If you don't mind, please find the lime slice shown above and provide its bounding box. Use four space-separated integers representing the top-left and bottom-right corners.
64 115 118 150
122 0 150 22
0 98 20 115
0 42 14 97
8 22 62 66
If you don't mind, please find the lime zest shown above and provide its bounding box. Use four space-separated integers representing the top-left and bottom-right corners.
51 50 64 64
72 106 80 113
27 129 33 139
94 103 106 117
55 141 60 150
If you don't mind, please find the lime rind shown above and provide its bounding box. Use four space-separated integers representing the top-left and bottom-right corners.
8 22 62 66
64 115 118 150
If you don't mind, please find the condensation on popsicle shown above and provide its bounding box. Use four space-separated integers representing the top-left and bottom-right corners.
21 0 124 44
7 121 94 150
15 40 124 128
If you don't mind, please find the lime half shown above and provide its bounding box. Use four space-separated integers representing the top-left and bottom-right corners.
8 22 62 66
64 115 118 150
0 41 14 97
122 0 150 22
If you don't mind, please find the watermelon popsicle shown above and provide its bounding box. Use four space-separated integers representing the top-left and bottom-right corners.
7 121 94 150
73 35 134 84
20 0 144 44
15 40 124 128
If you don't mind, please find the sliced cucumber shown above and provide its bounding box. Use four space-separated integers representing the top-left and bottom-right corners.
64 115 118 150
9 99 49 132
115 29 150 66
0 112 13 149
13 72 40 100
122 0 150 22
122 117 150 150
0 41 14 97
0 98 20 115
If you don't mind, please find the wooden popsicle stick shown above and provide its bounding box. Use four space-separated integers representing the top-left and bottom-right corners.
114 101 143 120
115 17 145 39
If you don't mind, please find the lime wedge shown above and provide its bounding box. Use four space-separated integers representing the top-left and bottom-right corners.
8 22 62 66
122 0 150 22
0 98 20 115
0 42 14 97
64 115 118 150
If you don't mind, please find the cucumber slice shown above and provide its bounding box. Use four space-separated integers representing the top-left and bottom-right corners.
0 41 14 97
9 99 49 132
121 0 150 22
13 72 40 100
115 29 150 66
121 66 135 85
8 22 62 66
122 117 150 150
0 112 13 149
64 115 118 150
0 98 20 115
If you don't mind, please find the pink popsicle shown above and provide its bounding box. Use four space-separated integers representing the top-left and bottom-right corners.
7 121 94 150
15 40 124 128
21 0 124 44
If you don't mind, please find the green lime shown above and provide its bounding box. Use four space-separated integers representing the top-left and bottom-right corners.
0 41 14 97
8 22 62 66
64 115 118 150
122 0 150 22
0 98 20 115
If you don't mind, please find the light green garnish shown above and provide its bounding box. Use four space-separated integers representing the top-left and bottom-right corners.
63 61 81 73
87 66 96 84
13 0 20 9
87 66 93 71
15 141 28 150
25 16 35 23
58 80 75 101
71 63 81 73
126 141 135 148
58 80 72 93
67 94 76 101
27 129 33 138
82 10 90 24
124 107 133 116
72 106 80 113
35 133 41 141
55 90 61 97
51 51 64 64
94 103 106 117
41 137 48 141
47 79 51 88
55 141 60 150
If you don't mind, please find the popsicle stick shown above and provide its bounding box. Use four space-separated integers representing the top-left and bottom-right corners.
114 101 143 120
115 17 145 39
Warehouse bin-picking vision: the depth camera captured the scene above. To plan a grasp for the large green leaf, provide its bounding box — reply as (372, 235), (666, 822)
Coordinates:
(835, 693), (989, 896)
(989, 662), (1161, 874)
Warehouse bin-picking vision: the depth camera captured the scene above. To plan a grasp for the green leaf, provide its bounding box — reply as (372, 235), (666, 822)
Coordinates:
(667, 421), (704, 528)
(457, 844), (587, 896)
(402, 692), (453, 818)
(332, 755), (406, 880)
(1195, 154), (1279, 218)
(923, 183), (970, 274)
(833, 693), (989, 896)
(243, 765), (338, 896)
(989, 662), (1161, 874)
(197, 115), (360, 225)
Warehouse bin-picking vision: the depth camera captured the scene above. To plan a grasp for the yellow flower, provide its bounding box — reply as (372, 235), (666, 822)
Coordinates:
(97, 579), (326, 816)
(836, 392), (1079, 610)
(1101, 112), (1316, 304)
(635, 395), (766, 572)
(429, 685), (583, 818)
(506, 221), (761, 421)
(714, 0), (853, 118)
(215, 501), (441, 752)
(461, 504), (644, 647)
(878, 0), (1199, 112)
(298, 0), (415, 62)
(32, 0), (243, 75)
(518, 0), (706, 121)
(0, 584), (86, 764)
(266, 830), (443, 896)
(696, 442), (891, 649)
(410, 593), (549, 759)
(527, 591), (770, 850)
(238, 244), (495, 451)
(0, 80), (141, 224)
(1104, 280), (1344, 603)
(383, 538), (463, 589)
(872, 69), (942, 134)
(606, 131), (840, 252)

■ ■ ■ ■

§ YOUR INSTRUCTIONS
How many lines in the material above contain the string "vision"? Give only the number.

§ EXPECTED OUTPUT
3